*TASK BRIEF:*
Please rewrite the data below with "point out" swapped for "mark" throughout, changing nothing else. Leave the pictures out of your answer.

*A block of data:*
::::

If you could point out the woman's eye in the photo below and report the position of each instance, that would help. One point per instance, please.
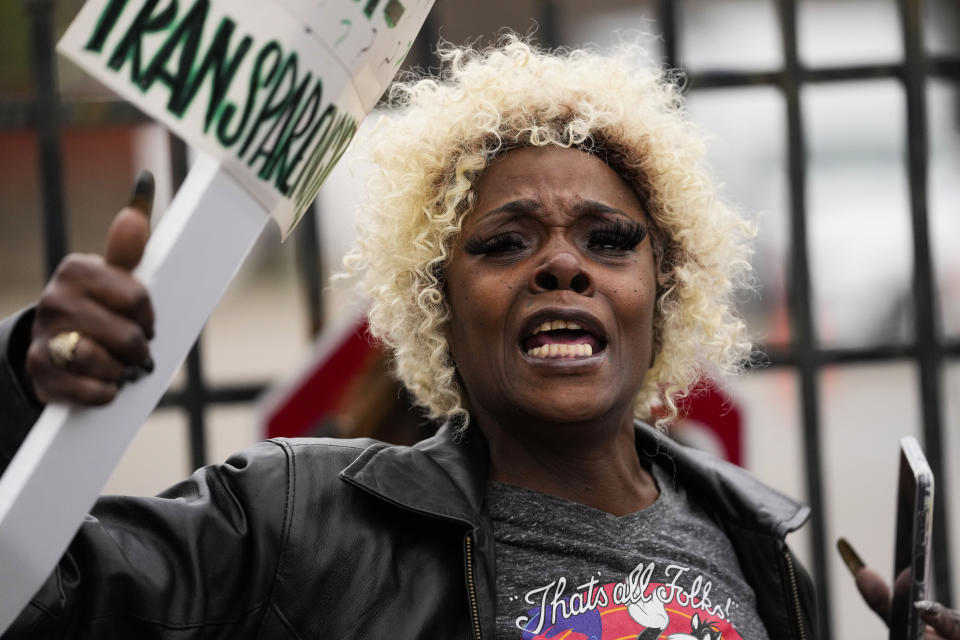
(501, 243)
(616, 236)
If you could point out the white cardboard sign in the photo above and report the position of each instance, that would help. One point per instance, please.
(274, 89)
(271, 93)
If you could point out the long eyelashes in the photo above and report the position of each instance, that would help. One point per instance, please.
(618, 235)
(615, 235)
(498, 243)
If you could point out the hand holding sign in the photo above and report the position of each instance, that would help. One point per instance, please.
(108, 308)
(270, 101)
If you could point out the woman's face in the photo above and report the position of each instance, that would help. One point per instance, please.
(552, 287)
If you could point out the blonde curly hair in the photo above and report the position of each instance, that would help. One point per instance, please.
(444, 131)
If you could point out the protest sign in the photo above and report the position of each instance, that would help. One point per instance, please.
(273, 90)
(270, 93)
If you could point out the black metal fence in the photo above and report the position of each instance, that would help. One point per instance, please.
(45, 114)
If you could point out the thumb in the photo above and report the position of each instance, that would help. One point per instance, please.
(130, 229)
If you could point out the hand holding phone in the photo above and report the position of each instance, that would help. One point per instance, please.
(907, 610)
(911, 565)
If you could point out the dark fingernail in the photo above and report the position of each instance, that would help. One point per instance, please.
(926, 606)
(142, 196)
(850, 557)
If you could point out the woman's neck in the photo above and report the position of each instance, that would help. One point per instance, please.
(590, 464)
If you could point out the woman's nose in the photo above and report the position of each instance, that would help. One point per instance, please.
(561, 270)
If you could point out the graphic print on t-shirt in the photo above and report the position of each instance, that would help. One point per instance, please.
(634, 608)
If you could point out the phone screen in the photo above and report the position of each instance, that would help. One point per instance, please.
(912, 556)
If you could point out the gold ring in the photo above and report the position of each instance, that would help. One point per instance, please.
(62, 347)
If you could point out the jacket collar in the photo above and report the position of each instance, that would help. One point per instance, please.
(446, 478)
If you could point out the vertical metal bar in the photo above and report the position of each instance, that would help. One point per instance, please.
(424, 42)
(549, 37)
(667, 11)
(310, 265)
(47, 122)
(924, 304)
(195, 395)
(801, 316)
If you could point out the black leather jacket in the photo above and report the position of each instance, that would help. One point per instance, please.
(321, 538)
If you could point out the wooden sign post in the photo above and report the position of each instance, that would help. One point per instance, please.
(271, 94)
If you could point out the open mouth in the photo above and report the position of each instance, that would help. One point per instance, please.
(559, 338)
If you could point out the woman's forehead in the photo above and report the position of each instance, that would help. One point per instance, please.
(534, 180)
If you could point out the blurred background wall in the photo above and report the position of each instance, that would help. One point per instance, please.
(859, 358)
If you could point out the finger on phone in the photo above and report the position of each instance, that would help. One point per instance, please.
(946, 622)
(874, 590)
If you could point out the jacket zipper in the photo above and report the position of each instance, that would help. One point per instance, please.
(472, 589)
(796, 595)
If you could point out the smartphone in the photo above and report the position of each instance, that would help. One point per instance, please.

::::

*THE COMPLETED TASK:*
If you could mark the woman's eye in the photo below and report the position of each instance, that would help. One point per instance, please.
(501, 243)
(616, 236)
If you could mark the white cardboard sign in the photo above and report the position of each instance, that would help. One point per instance, please.
(274, 89)
(271, 93)
If you could mark the long eyelashes in the photo above and report the position of each instance, that would help. One point per instance, please.
(618, 235)
(615, 235)
(498, 243)
If you could mark the hand holding sign in the photo above and report the position of each instance, that would help. One point per instance, please.
(108, 308)
(270, 101)
If you could mark the woman's face in the photo above and report the position of each instance, that would help. One point per instance, please.
(552, 287)
If you could mark the blonde curly hair in the photo above and report the position of each instance, that would help. One point per instance, please.
(444, 131)
If you could mark the protest sign in the photo above and report the position of each instance, that would help. One point per instance, please.
(273, 90)
(270, 93)
If you could mark the black metal fence in the photo above and report the position of each instance, that would help. One point per instance, please.
(45, 114)
If you could mark the thumb in the photo above and report the position of each instance, that would help. One point per instance, please.
(130, 229)
If you could mark the hand holding phone in the photo above and report the position of each instance, that would help. One point per instance, please.
(907, 610)
(911, 565)
If you could mark the dark fingernail in the photo above and report the position of each instance, that would help. One point per instance, please.
(926, 606)
(142, 196)
(850, 557)
If you could mark the woman's neck in the photo above and report the position of each instance, that would help. One point per instance, please.
(590, 464)
If you could mark the woman's nose in the photo above and report the position of each instance, that would help. One point per instance, please.
(561, 270)
If you could mark the graphic print on t-shirt in the photo above and report the position of each instance, that would help. One point per instance, please.
(634, 608)
If you could mark the phone screen in the photo above and report the position of each instance, that would help. One point per instance, please.
(912, 556)
If you could mark the gold ring in the photo above and report the position of each instance, that would help. One point per instance, please.
(62, 347)
If you could mark the jacket collar in the photo above and report the position of each instance, that would help. One point per instance, please.
(446, 478)
If you could mark the vertical metal bar in the photo above and report the position of each instance, that would help. One point per instance, please.
(424, 42)
(549, 37)
(667, 11)
(310, 265)
(47, 122)
(924, 304)
(195, 395)
(801, 316)
If you could mark the black leather jacket in the photo above and report the position of each instance, that would help. One point per instance, please.
(321, 538)
If you could mark the wooden sign post in the photo above and report the position of each instance, that would help. One point per instance, please.
(271, 94)
If you could mark the open mouth in the photo above and report the position of each instance, that would help. One point per instance, please.
(559, 338)
If you could mark the woman's forehead in the photo above and report the position of each instance, that would help. One point per instance, please.
(534, 180)
If you could mark the blurred background wall in the photo above and report the position of each instance, that would help. One point per instance, please.
(859, 358)
If you could mark the finger on phone in the photo above and report the position of each instance, that would help. One point per instance, please.
(946, 622)
(874, 590)
If you could mark the jacket zipper in the photo above and report the position of each instance, that would help. One point per instance, please.
(472, 589)
(796, 595)
If you could mark the smartphone in the photo above and report the position of each instance, that would help. One point per instance, please.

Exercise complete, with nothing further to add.